- Assignment
Would you show every line from the records that holds "eyebrow"?

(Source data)
------

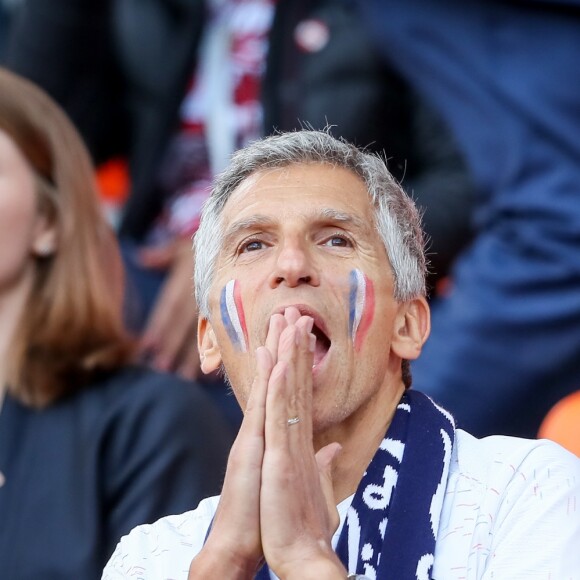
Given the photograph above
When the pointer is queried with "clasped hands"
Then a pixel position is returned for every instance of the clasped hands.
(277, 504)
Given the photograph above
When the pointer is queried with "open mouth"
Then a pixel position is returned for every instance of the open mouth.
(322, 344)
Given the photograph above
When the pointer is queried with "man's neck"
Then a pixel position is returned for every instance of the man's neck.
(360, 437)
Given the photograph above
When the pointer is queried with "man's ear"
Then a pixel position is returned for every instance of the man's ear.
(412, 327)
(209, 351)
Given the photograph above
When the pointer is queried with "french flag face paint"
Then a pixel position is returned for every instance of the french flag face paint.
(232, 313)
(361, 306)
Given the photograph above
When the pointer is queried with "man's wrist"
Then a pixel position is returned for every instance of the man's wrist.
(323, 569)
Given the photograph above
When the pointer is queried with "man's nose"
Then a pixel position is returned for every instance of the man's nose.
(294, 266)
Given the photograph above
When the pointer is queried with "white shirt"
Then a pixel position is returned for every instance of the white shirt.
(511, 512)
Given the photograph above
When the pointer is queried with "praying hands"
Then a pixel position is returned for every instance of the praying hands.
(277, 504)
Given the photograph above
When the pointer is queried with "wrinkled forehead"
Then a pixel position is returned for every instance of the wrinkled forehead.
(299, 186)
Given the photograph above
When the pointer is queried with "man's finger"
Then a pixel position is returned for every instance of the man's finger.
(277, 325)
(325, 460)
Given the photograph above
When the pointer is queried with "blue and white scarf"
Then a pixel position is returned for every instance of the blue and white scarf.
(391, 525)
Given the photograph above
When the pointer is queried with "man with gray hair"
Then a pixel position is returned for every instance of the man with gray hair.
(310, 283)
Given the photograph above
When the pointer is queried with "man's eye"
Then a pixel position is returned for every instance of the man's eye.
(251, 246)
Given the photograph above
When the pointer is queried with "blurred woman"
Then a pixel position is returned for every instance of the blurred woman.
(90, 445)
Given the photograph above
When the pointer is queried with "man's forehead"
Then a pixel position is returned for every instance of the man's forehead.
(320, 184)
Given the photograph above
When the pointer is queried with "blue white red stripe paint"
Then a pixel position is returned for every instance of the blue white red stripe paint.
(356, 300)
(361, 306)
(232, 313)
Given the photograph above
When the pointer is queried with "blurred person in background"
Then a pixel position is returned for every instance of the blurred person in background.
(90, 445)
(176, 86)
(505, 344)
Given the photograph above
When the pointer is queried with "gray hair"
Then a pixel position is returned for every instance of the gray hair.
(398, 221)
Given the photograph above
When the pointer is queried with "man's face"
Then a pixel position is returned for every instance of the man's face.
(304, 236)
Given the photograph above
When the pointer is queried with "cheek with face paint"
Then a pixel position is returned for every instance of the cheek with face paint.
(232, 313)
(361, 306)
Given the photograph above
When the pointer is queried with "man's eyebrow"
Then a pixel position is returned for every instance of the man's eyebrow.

------

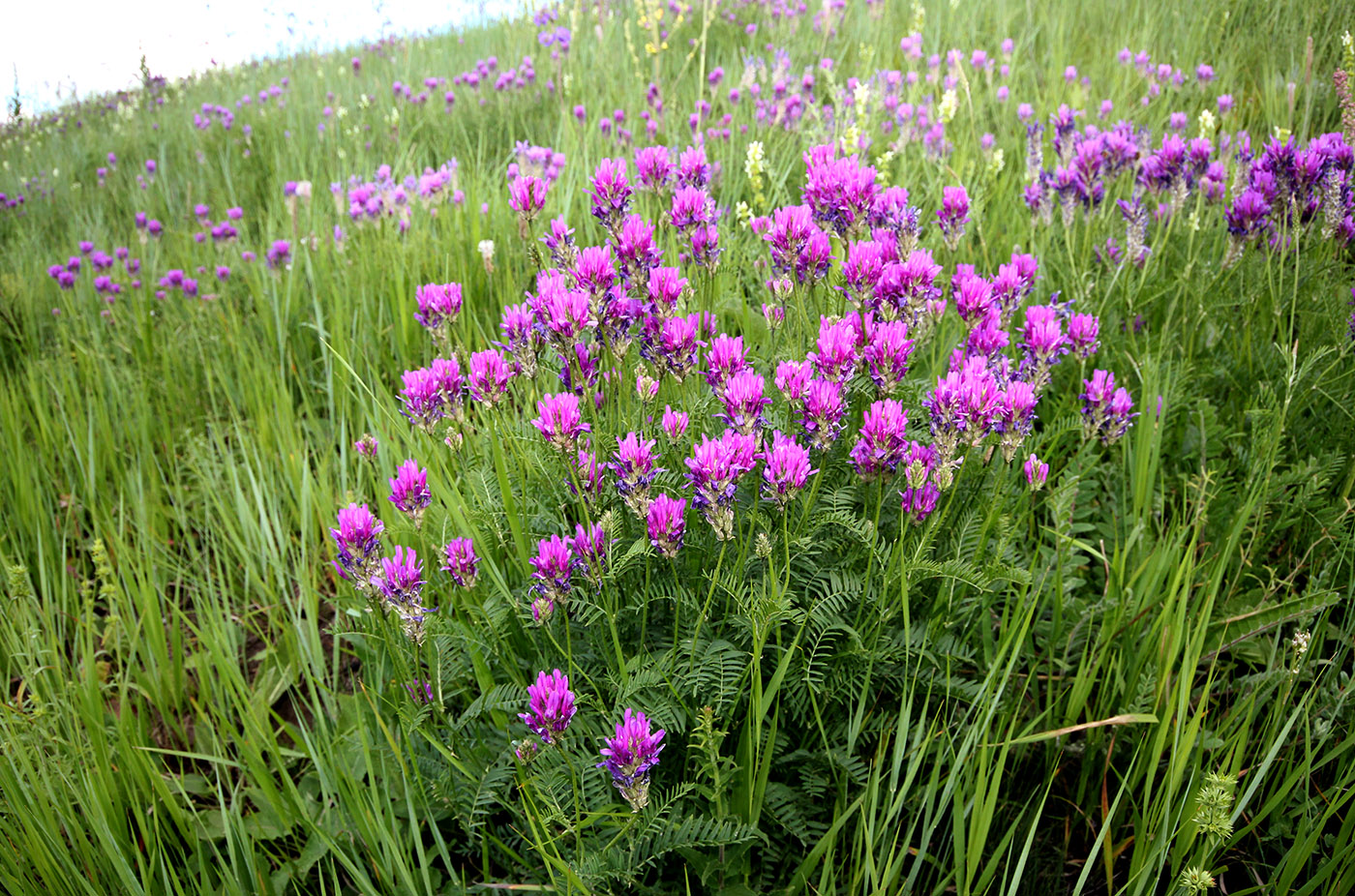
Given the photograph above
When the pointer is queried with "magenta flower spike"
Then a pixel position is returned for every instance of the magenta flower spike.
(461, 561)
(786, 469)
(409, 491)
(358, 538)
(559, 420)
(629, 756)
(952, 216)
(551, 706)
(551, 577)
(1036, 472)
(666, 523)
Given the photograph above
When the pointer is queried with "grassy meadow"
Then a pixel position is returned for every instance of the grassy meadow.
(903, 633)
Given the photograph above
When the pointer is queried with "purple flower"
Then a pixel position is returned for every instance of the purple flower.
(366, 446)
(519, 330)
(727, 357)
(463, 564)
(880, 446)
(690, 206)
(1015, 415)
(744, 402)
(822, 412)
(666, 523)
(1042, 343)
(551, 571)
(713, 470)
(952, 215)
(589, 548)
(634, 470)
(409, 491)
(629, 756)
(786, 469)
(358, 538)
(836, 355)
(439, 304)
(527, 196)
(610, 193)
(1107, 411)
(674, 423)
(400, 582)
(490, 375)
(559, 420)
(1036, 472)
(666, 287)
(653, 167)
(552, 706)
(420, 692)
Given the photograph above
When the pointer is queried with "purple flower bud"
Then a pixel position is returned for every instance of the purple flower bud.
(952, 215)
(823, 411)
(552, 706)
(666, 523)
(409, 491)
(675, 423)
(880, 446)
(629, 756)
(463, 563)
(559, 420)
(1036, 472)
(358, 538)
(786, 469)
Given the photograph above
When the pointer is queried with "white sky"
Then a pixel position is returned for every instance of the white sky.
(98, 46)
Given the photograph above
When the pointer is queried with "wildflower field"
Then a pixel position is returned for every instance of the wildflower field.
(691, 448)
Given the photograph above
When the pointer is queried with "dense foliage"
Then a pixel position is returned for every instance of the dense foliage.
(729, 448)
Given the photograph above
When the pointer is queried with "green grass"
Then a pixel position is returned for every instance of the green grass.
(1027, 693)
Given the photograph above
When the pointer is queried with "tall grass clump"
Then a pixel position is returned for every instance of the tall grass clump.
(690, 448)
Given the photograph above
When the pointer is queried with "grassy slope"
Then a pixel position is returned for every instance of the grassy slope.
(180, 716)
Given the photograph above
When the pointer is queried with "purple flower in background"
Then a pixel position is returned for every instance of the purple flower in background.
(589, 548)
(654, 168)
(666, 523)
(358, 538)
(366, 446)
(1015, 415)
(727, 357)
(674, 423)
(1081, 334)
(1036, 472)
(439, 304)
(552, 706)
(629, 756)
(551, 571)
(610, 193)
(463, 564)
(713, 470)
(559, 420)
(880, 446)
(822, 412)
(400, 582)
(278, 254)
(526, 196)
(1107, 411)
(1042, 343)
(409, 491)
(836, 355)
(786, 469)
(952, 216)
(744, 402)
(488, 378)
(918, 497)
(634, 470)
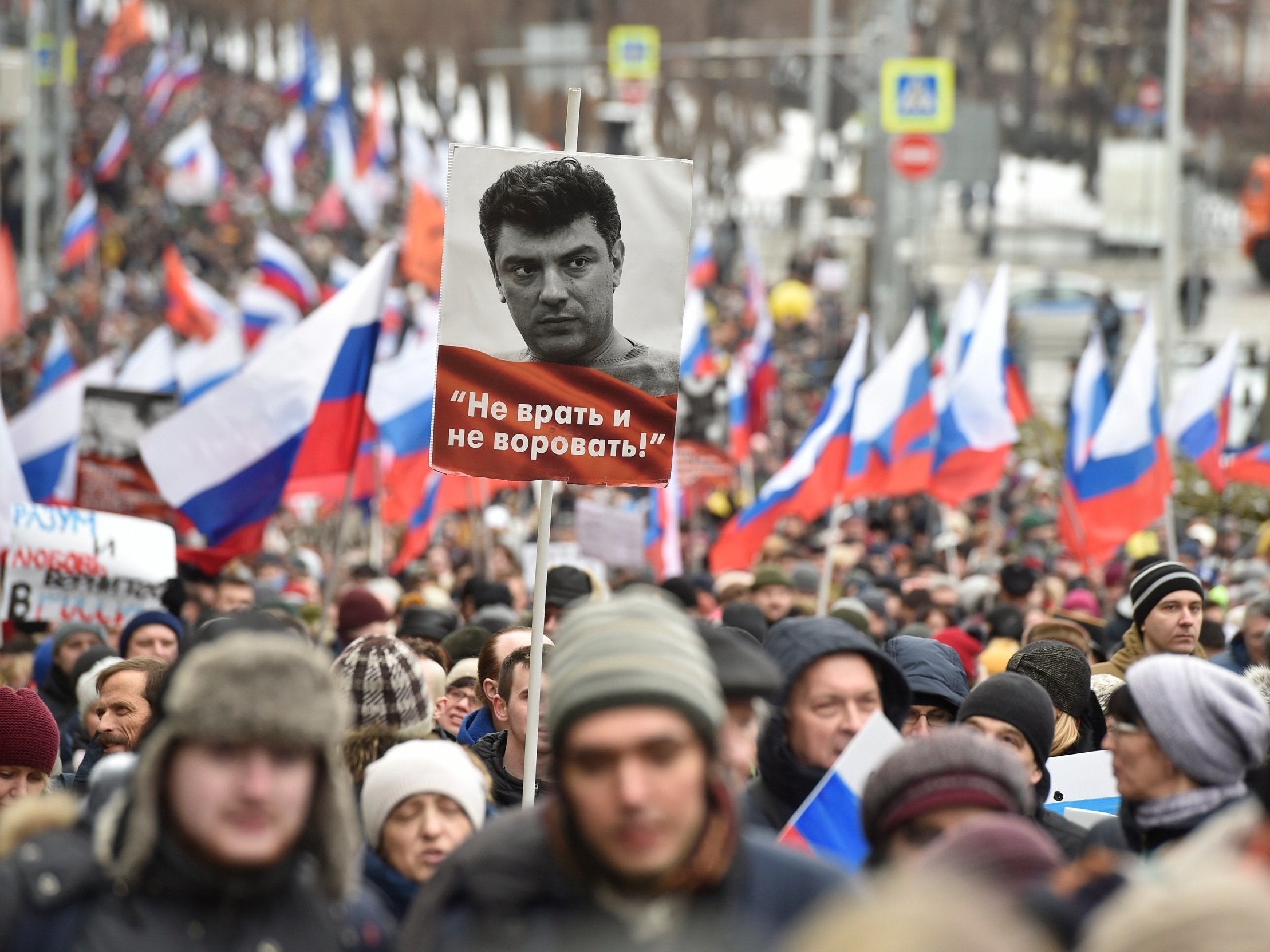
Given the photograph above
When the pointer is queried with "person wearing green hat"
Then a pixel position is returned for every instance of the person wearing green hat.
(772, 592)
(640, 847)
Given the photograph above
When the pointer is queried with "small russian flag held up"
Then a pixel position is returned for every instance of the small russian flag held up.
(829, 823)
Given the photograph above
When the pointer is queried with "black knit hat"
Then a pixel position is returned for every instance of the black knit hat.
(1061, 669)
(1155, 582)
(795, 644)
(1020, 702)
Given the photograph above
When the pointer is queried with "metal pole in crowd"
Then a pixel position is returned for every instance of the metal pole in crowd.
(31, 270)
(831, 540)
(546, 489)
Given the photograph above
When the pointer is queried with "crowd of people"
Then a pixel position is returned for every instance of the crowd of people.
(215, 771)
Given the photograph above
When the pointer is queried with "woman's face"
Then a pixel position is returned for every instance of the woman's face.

------

- Your response
When the pointer is queried with "man's eyebrow"
Then a pixel position is returned for every instance of the man's eyebrow.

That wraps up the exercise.